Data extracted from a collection
════════════════
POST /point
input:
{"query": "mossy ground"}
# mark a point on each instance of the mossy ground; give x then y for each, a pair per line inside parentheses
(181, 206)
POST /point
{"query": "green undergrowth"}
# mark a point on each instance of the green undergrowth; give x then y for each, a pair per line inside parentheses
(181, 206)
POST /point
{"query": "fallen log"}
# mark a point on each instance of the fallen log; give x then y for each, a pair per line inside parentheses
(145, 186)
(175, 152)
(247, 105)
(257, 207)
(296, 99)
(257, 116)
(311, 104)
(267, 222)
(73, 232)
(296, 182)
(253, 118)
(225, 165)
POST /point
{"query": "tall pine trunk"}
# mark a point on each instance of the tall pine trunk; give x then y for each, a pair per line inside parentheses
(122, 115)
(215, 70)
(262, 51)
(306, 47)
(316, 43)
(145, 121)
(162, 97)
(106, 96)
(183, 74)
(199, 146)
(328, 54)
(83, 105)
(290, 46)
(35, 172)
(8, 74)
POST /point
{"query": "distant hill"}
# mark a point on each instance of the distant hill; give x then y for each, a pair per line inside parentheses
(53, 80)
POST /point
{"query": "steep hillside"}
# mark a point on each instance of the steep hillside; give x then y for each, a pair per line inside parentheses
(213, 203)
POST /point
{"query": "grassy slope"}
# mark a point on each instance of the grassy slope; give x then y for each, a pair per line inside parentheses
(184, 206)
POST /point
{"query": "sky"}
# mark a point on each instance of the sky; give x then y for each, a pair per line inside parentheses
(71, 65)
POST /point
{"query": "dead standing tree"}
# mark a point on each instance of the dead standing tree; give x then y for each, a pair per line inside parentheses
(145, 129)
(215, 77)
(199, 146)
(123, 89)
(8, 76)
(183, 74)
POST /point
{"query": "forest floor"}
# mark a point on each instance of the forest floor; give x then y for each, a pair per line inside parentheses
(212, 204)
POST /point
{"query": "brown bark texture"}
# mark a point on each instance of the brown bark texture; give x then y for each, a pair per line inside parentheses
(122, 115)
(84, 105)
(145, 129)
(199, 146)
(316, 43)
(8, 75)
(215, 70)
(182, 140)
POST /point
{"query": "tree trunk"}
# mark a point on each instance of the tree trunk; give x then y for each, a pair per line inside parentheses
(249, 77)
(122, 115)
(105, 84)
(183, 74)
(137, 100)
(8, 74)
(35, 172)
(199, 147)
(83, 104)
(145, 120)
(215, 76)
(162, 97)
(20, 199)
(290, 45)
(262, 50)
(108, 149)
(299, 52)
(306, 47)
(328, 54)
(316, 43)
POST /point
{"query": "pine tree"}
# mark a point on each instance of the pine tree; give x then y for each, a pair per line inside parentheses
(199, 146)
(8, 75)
════════════════
• Exercise details
An exact copy of every record is needed.

• Task response
POST /point
input:
{"query": "mossy ground"}
# mark a point on each instance of the mossy ground; give x then y for each, a pair per line inside parentheses
(181, 206)
POST /point
{"query": "green undergrowth"}
# mark a point on each instance of the green undergrowth; give x then y for each, a pair per line inside parentheses
(181, 206)
POST /point
{"query": "fallen log"}
# mark a point on each instance of the fallen log; give x then y for each, a pair per line inside parentheses
(145, 186)
(175, 152)
(247, 105)
(257, 207)
(296, 99)
(257, 116)
(311, 104)
(267, 222)
(73, 232)
(296, 182)
(253, 118)
(225, 165)
POST /point
{"query": "tall pine trunk"}
# mark a point on each instance of the tall pine trunk; give x then y for each, a pair per line inside parentheses
(122, 115)
(215, 70)
(262, 51)
(306, 47)
(316, 43)
(145, 121)
(162, 97)
(106, 96)
(183, 74)
(199, 146)
(328, 54)
(83, 105)
(290, 46)
(35, 172)
(8, 74)
POST /point
{"query": "distant hill"}
# mark a point on each instance of the distant hill; give x then y for each, a pair per line inside parentheses
(53, 80)
POST /point
{"query": "steep hillside"}
# mark a point on each instance of the steep hillside; give x then y for each, a pair per line inside parentheses
(213, 203)
POST /point
{"query": "grassy slope"}
# mark a point on each instance of the grassy slope; give x then y for each, a pair per line inside parentheses
(184, 206)
POST /point
{"query": "sky"}
# mark a point on each instance of the sky; give x then y for each, a pair per line inside parentheses
(71, 65)
POST /point
{"query": "dead standing tree"}
# mark a point on each instance of the dead standing tree; give x then y for each, a pair per line inside parentheses
(145, 129)
(215, 77)
(199, 146)
(123, 89)
(8, 76)
(183, 74)
POST /point
{"query": "forest floor"}
# mark a point on each instance of the forest floor; give x then y for each, a pair per line inside parentheses
(212, 204)
POST /point
{"query": "brown bark texture"}
# mark a point on each instance of the brown bark texture; give x then y for each, a pair per line inside parentheses
(122, 115)
(84, 105)
(145, 129)
(199, 146)
(316, 43)
(8, 75)
(215, 70)
(182, 140)
POST /point
{"query": "tree trunk"}
# mark a point on each instance of the tree trunk; give x then y for each, a pair per line inside parentheses
(249, 77)
(122, 115)
(105, 84)
(183, 74)
(137, 100)
(8, 74)
(35, 172)
(199, 147)
(83, 104)
(145, 120)
(215, 76)
(162, 97)
(20, 199)
(290, 45)
(262, 50)
(108, 149)
(299, 52)
(306, 47)
(328, 54)
(316, 43)
POST /point
{"query": "pine tree"}
# mark a point on each instance of the pine tree; give x then y for each, a pair per line inside parentheses
(199, 146)
(8, 75)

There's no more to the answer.